Aim of the task: Determine how many lines in the records include "grass". Write the number and nothing more.

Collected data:
------------
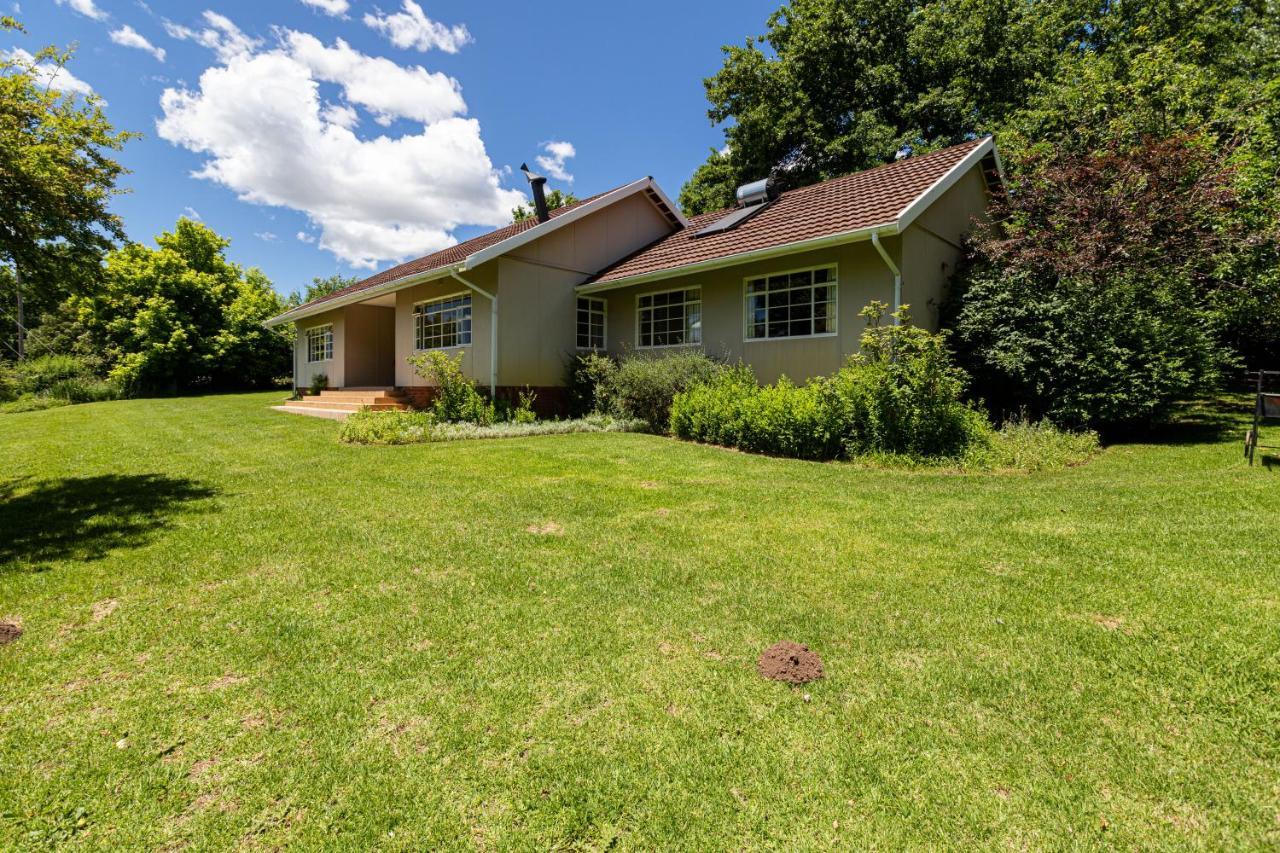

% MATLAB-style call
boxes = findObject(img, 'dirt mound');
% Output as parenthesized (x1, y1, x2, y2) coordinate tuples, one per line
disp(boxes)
(757, 641, 824, 684)
(0, 622, 22, 646)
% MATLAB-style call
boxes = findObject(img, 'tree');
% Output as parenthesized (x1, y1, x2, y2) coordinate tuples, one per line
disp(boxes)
(944, 135, 1258, 429)
(64, 219, 291, 391)
(0, 18, 135, 357)
(511, 188, 579, 222)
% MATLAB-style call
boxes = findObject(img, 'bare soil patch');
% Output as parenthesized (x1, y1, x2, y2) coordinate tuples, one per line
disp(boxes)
(758, 641, 825, 684)
(92, 599, 119, 622)
(0, 621, 22, 645)
(525, 521, 564, 536)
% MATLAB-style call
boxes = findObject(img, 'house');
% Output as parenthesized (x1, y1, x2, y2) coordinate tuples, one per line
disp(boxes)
(265, 136, 1002, 414)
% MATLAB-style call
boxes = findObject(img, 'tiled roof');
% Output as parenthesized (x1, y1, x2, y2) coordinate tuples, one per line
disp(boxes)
(589, 138, 989, 285)
(292, 184, 629, 313)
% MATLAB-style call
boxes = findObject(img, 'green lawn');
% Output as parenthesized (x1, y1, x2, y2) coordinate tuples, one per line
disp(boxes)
(1, 392, 1276, 849)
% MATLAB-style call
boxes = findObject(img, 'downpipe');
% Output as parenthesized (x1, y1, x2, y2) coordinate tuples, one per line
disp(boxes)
(870, 231, 902, 325)
(449, 269, 497, 397)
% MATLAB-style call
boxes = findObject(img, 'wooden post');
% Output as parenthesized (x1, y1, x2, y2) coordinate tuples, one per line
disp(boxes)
(14, 263, 24, 361)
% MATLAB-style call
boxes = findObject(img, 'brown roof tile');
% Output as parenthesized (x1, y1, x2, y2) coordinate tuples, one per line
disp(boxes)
(293, 183, 631, 313)
(589, 138, 989, 285)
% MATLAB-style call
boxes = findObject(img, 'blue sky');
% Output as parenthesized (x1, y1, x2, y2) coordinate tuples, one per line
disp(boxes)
(8, 0, 776, 296)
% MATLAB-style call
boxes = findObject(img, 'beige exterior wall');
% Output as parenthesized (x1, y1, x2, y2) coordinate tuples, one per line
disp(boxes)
(597, 240, 898, 385)
(293, 308, 345, 389)
(900, 166, 990, 328)
(392, 263, 498, 388)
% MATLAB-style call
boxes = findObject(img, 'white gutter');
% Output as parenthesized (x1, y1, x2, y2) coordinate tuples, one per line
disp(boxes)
(450, 269, 497, 397)
(870, 231, 902, 325)
(264, 266, 455, 327)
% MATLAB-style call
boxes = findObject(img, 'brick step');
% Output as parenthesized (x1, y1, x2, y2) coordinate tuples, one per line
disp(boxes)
(284, 399, 409, 412)
(319, 387, 402, 397)
(312, 391, 407, 404)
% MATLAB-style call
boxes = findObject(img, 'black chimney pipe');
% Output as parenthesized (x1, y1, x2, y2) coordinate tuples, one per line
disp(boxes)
(520, 162, 550, 223)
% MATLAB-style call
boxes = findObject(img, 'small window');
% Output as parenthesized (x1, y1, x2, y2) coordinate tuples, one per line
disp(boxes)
(637, 287, 702, 348)
(306, 324, 333, 363)
(414, 294, 472, 350)
(577, 297, 607, 349)
(744, 265, 837, 340)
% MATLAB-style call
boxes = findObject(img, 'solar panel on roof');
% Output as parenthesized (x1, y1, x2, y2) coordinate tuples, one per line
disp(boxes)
(693, 203, 767, 238)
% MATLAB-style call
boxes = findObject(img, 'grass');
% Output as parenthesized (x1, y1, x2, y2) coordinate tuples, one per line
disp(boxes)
(0, 391, 1276, 849)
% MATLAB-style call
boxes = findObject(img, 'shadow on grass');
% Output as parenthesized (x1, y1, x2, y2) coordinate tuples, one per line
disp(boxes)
(0, 474, 217, 570)
(1106, 397, 1250, 447)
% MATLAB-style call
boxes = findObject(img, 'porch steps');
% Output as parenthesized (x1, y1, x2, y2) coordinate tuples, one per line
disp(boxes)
(280, 387, 412, 416)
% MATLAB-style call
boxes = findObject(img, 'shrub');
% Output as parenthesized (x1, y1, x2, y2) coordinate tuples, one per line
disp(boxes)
(565, 352, 618, 417)
(12, 354, 97, 395)
(406, 350, 495, 425)
(45, 377, 121, 404)
(0, 393, 70, 414)
(828, 303, 987, 458)
(609, 350, 725, 431)
(960, 418, 1100, 472)
(671, 365, 841, 460)
(308, 373, 329, 396)
(511, 387, 538, 424)
(338, 410, 435, 445)
(672, 304, 989, 462)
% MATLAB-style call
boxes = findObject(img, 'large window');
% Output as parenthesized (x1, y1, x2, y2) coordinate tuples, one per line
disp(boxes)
(576, 297, 606, 350)
(306, 324, 333, 362)
(414, 293, 472, 350)
(744, 265, 837, 340)
(637, 287, 701, 348)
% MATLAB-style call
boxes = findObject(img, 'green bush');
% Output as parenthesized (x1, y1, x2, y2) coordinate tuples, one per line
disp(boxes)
(12, 354, 97, 394)
(308, 373, 329, 396)
(565, 352, 618, 417)
(960, 418, 1100, 472)
(45, 377, 121, 404)
(827, 303, 986, 458)
(671, 304, 989, 462)
(671, 365, 841, 460)
(608, 350, 725, 431)
(405, 350, 495, 425)
(338, 410, 435, 445)
(0, 393, 70, 414)
(511, 387, 538, 424)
------------
Result: 2